**Given problem a**
Which lines of the records contain the word "patio"? Pull out each of them and list them.

10 Indoor Activities For Those Cold Winter Days from Standard Deviants Accelerate

It is finally cold here in New York, cold and snowy. On days when the temperature drops too low to make it bearable outside, the kids can begin to climb the walls. On days like these, the usual routine of activities just isn’t enough. They need something extra engaging, new and exciting, different and out of the box.

10 Indoor Activities For Those Cold Winter Days

1. Get in the kitchen and cook something!  Hop on the Internet and do a quick search for kid friendly cooking ideas. Things like new cookies, soft pretzels, some sort of fruit creation, etc.

2. Make a sensory bin (or two)! We were recently at someone’s house and the kids (ages 13 & 16) got a hold of kinetic sand. They were like little kids in a candy store! This got me to thinking about sensory bins. You can use things like unpopped popcorn, cereal, black beans, buttons, rice and coffee beans. Add in little toy figures, craft pom poms, paper, measuring cups, and spoons.

3. Make recycled crafts. Get out the recycling bin, scrap fabric, foam, pipe cleaners, egg cartons, buttons and beads and let the kids get creative. Make bridges, build castles, create a corral to hold their animals, the sky is the limit!

4. Build a fort. I am always amazed and what my kids can come up with when I let them loose with pillows and blankets. They drag out couch cushions, chairs, end tables, and more to create forts for themselves to both play and sleep in. It could be as simple as taking the chair away from the kitchen table and covering it with a couple of sheets, or as complex as they can make it!

5. Drawing fun. Use paper bags cut open and taped to the walls, poster board, butcher paper, etc. For whatever reason attaching a large amount of paper to a wall and letting the kids draw on it makes it all the more fun. Use crayons, paint, or markers. If you have dark paper use chalk!

**Given problem b**
Could you copy the post on indoor winter activities, everything from "3. Make recycled" down to "is the limit!"?

**Lines of data**
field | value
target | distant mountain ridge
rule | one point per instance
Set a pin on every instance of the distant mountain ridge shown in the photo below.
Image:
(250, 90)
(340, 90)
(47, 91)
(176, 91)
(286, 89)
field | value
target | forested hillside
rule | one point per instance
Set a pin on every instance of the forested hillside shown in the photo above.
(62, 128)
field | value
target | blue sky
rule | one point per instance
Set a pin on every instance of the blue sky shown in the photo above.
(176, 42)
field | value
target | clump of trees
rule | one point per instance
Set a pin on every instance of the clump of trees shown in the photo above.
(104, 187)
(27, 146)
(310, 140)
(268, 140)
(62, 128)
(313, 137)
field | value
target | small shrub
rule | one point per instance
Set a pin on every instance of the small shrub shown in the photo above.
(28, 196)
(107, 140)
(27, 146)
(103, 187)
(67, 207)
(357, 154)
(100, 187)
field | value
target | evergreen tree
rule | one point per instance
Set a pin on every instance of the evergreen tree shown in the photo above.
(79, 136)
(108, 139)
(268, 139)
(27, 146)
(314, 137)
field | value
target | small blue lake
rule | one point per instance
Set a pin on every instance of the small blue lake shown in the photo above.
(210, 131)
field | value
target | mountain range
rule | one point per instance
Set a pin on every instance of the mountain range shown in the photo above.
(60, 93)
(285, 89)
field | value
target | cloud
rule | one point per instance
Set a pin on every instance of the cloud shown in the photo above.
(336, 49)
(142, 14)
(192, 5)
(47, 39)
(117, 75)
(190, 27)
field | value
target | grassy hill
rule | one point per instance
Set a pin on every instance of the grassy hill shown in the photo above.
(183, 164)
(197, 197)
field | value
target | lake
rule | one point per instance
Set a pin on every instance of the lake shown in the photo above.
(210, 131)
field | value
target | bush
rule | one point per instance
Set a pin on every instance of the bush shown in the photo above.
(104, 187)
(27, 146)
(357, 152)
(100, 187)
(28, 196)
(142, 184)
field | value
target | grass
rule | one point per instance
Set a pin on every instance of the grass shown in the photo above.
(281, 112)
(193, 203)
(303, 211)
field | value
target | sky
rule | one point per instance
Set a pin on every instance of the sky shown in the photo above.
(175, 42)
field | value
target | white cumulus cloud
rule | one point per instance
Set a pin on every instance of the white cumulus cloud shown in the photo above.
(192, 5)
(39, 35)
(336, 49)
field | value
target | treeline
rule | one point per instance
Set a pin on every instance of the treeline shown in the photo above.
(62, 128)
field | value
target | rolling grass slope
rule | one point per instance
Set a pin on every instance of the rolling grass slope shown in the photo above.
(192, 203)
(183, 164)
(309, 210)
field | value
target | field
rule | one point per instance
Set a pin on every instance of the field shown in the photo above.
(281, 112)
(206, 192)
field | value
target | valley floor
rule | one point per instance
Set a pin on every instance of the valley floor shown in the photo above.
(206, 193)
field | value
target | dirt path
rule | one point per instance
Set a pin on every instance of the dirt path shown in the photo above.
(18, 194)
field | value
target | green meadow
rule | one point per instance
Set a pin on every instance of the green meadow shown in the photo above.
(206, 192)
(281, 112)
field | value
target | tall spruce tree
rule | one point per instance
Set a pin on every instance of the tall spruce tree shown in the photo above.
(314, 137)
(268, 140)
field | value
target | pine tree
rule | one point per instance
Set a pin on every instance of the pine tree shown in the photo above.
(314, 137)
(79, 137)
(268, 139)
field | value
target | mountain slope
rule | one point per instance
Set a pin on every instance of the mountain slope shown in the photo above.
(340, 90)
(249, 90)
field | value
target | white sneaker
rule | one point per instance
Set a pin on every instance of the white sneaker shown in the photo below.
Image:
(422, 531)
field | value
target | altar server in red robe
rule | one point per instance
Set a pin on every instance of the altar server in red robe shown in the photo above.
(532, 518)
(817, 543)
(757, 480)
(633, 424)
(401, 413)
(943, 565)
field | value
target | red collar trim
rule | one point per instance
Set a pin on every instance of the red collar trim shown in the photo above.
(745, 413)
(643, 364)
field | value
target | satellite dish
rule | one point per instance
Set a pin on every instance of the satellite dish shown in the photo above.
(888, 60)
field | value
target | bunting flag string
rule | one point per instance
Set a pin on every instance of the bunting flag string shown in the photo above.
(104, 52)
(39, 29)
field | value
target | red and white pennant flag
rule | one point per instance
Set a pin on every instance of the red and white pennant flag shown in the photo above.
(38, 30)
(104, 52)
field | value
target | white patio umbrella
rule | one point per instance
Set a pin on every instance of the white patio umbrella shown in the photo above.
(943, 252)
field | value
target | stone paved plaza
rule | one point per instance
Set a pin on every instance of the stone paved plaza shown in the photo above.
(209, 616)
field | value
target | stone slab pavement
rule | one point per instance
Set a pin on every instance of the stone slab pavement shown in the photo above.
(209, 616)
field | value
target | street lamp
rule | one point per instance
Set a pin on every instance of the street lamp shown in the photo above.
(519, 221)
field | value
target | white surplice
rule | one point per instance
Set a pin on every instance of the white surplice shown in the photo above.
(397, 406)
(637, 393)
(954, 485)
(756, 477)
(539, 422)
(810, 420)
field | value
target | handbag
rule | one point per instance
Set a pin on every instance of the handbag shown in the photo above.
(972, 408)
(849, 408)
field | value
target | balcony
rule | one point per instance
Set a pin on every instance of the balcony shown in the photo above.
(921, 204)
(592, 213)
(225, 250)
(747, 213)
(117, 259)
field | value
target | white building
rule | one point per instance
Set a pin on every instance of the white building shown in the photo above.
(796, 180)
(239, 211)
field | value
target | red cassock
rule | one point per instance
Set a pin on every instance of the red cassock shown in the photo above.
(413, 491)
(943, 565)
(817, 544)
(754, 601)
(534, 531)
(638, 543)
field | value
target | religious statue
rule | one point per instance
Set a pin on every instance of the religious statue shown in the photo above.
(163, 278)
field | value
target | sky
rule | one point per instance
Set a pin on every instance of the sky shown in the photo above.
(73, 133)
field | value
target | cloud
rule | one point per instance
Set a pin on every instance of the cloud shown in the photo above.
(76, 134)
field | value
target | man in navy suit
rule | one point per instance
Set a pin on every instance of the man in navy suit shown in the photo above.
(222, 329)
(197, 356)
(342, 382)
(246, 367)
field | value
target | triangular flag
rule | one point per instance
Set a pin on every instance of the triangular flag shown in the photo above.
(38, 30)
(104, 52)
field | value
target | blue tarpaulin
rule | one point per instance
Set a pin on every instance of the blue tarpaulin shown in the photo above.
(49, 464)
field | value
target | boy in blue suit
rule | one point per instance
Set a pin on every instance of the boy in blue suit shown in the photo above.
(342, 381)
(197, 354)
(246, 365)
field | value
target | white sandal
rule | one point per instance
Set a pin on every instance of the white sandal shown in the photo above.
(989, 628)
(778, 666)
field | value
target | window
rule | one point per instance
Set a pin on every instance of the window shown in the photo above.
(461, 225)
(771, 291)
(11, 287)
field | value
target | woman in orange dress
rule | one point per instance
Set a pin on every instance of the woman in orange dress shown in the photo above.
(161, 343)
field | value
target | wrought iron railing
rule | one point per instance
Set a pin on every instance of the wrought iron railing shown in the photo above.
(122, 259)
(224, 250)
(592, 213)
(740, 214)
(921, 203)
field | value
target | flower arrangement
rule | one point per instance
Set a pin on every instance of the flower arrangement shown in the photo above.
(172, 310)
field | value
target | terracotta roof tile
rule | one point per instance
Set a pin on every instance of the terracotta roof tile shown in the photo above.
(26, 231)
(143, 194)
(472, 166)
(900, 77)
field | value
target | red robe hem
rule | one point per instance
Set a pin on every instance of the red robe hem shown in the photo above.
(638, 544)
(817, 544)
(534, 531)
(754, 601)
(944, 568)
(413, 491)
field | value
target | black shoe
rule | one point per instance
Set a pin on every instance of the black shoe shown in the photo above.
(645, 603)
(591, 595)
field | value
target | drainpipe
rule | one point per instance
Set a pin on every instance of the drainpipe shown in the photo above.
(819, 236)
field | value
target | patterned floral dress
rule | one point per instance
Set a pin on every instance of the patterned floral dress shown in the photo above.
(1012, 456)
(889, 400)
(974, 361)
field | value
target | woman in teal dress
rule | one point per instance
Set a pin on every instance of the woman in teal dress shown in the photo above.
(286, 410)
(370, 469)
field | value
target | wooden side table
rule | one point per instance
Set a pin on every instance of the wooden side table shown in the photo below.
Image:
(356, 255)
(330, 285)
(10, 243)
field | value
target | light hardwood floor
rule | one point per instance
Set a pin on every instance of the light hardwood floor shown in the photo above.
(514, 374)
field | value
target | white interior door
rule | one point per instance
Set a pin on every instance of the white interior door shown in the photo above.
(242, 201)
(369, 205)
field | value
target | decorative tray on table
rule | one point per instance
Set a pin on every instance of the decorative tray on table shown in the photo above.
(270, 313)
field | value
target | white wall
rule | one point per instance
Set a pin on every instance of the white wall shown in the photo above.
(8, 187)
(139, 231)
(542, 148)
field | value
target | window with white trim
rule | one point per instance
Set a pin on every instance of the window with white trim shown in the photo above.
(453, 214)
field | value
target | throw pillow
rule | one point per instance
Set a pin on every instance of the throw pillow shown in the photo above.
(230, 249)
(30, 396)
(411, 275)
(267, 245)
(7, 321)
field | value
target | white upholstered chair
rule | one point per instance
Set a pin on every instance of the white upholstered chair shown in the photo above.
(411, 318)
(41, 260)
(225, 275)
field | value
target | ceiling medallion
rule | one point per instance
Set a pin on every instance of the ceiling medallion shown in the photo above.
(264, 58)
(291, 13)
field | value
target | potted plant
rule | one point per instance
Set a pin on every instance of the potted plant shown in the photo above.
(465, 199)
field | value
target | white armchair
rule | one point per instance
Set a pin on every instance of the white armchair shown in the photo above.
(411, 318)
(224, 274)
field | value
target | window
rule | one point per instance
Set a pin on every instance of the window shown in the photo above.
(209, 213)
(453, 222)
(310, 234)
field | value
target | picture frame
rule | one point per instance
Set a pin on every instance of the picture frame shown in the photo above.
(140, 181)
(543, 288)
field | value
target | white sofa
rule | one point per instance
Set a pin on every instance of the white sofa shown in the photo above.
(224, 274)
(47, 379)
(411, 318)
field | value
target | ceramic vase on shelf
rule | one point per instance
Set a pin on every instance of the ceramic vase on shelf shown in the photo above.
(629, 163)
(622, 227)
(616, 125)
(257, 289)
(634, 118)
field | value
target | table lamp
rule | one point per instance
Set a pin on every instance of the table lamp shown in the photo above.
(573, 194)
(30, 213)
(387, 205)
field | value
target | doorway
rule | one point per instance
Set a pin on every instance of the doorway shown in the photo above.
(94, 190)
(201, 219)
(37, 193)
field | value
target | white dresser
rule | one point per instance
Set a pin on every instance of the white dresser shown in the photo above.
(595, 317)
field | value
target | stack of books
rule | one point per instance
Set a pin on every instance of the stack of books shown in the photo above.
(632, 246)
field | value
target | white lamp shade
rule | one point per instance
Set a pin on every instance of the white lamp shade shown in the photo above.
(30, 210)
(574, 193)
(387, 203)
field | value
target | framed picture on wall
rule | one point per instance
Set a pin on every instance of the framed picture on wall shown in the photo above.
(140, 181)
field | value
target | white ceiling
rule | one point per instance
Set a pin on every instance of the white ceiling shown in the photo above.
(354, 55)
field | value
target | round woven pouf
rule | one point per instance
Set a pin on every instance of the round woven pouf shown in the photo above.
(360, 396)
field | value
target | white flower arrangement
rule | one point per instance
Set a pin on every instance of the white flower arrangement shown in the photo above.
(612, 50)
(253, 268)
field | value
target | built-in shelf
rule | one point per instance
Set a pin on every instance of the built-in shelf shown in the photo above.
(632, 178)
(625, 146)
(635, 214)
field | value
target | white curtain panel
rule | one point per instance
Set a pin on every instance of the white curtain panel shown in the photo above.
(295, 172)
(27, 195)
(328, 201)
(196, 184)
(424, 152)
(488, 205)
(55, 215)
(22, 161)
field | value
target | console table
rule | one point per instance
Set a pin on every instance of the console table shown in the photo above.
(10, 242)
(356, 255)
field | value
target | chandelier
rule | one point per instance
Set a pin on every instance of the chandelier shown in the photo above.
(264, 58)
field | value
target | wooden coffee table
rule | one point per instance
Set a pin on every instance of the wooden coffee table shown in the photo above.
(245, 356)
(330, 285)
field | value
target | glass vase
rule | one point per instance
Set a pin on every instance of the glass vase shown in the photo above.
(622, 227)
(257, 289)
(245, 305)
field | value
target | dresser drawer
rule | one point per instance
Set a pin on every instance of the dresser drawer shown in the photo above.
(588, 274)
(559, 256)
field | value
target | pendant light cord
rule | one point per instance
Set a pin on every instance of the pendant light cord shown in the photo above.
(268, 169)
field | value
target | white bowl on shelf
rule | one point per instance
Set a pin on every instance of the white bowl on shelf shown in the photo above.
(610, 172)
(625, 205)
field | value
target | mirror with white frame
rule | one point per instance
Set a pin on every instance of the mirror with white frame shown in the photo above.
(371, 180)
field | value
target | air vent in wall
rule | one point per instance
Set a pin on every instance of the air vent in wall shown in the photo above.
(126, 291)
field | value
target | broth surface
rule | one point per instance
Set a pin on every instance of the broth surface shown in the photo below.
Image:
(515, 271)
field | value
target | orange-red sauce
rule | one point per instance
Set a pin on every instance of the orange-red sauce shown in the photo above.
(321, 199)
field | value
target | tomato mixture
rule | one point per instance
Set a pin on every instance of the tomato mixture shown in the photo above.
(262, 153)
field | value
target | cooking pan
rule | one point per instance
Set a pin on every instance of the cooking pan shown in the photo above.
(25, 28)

**Written response a**
target | white patio umbrella
Set a pin on every instance of the white patio umbrella shown in the photo above.

**Written response b**
3. Make recycled crafts. Get out the recycling bin, scrap fabric, foam, pipe cleaners, egg cartons, buttons and beads and let the kids get creative. Make bridges, build castles, create a corral to hold their animals, the sky is the limit!